- Opening Delimiter -

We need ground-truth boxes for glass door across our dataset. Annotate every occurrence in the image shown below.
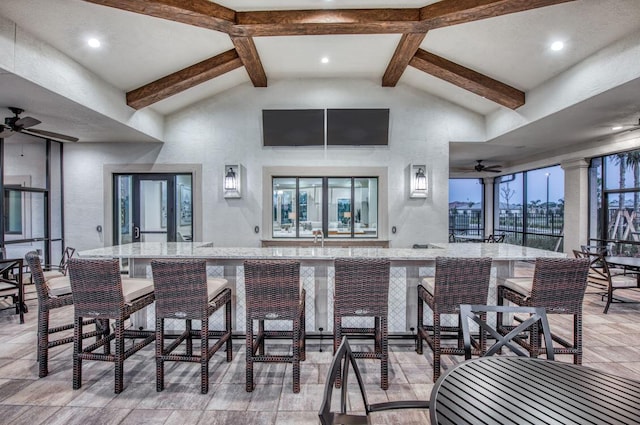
[114,173,192,245]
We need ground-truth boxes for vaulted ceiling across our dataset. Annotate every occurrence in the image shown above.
[0,0,640,171]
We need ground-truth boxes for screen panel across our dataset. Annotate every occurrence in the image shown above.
[262,109,325,146]
[327,109,389,146]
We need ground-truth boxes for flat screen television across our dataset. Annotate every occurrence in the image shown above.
[327,109,389,146]
[262,109,325,146]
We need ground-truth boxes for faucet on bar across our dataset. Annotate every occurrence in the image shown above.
[313,230,324,248]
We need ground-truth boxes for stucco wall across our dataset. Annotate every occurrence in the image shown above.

- Closing Delimiter -

#### WORK REQUIRED
With the images omitted, repeat all the data word for word.

#### REPLY
We need ground-truth boxes for glass door across our dataset. Annotate every occurrence in the image shown below.
[114,173,192,245]
We need ground-truth boxes for vaulted ceiling across our dataset. Annotate every occurrence in the image shown above.
[0,0,640,171]
We need ground-truth boxes for screen panel across our dataset. Annotate every occurrence in the image shown above.
[262,109,325,146]
[327,109,389,146]
We need ground-truth boxes for flat screen television across our dataset. Annotate every occurrence in the image shown above.
[327,109,389,146]
[262,109,325,146]
We need ground-truth boxes for faucet on bar across our dataset. Annotate every occurrence in the image shown above.
[313,230,324,248]
We need ground-truth boxes for stucco wall across our dataset. Annotate every occurrence in the image shown above.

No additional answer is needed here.